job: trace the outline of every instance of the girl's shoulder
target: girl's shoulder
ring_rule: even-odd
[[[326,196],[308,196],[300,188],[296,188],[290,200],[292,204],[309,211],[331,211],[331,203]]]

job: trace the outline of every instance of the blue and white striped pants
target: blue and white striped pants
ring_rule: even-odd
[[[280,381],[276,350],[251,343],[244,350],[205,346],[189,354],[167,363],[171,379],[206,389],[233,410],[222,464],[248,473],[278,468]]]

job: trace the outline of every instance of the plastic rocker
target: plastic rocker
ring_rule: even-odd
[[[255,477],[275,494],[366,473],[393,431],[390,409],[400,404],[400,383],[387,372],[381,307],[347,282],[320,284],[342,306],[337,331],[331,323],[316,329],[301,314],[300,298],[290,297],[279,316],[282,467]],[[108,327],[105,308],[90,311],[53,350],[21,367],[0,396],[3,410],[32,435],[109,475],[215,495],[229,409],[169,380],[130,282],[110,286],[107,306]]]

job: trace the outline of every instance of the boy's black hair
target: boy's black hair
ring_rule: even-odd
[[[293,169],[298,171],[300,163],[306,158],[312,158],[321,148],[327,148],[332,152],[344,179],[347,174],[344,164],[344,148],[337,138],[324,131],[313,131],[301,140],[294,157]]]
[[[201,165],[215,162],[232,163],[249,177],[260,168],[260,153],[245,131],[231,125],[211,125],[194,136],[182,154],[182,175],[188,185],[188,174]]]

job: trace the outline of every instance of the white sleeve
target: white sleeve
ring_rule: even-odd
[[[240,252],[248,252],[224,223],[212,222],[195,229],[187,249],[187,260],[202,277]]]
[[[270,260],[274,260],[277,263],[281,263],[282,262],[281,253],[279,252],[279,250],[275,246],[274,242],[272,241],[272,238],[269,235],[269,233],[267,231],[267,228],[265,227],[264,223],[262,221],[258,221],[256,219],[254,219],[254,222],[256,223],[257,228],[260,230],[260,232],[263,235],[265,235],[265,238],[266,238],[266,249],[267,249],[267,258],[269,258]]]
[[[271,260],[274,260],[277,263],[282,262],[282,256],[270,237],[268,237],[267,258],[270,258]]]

============

## [PROBLEM]
Stop at the line containing "target: white sleeve". Please print exactly every line before it from the start of the records, plus that line itself, and nothing else.

## [RESULT OF THIS TASK]
job: trace the outline of every instance of the girl's shoulder
target: girl's shoulder
ring_rule: even-odd
[[[326,196],[308,196],[300,188],[296,188],[290,200],[292,204],[309,211],[331,211],[331,203]]]

job: trace the outline of every instance of the blue and white striped pants
target: blue and white striped pants
ring_rule: even-odd
[[[280,381],[276,350],[251,343],[244,350],[205,346],[189,354],[167,363],[171,379],[206,389],[233,410],[222,464],[248,473],[278,468]]]

job: trace the outline of every instance of the plastic rocker
target: plastic rocker
ring_rule: even-odd
[[[255,477],[275,494],[366,473],[393,431],[390,409],[400,404],[400,383],[387,372],[381,307],[347,282],[320,284],[342,306],[337,331],[331,323],[316,329],[301,314],[300,298],[290,297],[279,316],[282,467]],[[108,327],[105,308],[90,311],[53,350],[21,367],[0,396],[3,410],[32,435],[109,475],[215,495],[229,409],[169,380],[130,282],[110,286],[107,306]]]

job: trace the outline of every instance of the boy's black hair
target: boy's black hair
ring_rule: even-odd
[[[293,169],[298,171],[300,163],[306,158],[312,158],[321,148],[327,148],[332,152],[344,179],[347,174],[344,164],[344,148],[337,138],[324,131],[313,131],[301,140],[294,157]]]
[[[201,165],[215,162],[232,163],[249,177],[260,168],[260,153],[245,131],[231,125],[211,125],[194,136],[182,154],[182,175],[188,185],[188,174]]]

job: trace the outline of every instance of the white sleeve
target: white sleeve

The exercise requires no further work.